━━━ Data supplied ━━━

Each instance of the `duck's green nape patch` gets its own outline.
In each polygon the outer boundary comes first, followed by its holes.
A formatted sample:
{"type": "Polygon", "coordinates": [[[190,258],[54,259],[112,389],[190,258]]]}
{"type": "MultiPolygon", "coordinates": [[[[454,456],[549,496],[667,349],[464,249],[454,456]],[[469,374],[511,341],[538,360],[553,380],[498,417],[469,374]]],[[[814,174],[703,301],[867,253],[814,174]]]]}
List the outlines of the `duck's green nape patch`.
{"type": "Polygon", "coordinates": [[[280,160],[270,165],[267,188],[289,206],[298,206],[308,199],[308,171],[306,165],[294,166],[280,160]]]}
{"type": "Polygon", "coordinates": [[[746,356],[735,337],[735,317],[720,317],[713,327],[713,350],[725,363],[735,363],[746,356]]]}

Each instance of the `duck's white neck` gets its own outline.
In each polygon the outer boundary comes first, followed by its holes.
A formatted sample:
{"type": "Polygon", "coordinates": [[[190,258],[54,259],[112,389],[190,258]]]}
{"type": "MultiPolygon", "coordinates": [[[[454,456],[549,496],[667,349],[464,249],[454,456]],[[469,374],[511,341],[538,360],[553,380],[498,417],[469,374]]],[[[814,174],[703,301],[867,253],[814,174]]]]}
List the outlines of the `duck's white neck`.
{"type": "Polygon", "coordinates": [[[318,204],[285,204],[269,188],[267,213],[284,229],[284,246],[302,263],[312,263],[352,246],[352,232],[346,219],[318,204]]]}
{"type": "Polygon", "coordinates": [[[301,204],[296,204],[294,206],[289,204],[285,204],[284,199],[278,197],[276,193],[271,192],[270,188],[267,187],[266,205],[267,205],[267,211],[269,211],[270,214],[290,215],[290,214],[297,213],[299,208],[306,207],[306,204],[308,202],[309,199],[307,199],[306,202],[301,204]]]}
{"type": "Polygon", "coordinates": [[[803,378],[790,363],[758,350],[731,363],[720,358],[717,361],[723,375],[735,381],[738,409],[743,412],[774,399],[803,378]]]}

━━━

§ Written request: Gather every line in the items above that contains the word "duck" and copy each of those lines in full. Match case exactly.

§ Output of the task:
Each instance of the `duck's green nape patch` gets its own outline.
List the outlines of the `duck's green nape patch`.
Each instance of the `duck's white neck` gets its own outline.
List the outlines of the `duck's white neck`.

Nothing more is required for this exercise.